* Job: Give the material below as a Markdown table with a column for the row number, headed "Row", and a column for the line, headed "Line", leaving out any blank lines.

-- begin Working data --

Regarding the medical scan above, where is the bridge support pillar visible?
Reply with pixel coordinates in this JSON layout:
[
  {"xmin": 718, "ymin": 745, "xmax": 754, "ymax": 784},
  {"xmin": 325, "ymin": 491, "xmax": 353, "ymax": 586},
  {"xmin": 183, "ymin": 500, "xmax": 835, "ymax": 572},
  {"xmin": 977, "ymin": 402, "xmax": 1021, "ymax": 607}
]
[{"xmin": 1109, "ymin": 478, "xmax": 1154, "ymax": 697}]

-- end Working data --

* Solution:
| Row | Line |
|---|---|
| 1 | Regarding the medical scan above, where is the bridge support pillar visible? |
| 2 | Reply with pixel coordinates in this JSON layout: |
| 3 | [ |
| 4 |   {"xmin": 718, "ymin": 745, "xmax": 754, "ymax": 784}, |
| 5 |   {"xmin": 325, "ymin": 491, "xmax": 353, "ymax": 586}, |
| 6 |   {"xmin": 183, "ymin": 500, "xmax": 835, "ymax": 572}, |
| 7 |   {"xmin": 977, "ymin": 402, "xmax": 1021, "ymax": 607} |
| 8 | ] |
| 9 | [{"xmin": 1109, "ymin": 478, "xmax": 1154, "ymax": 697}] |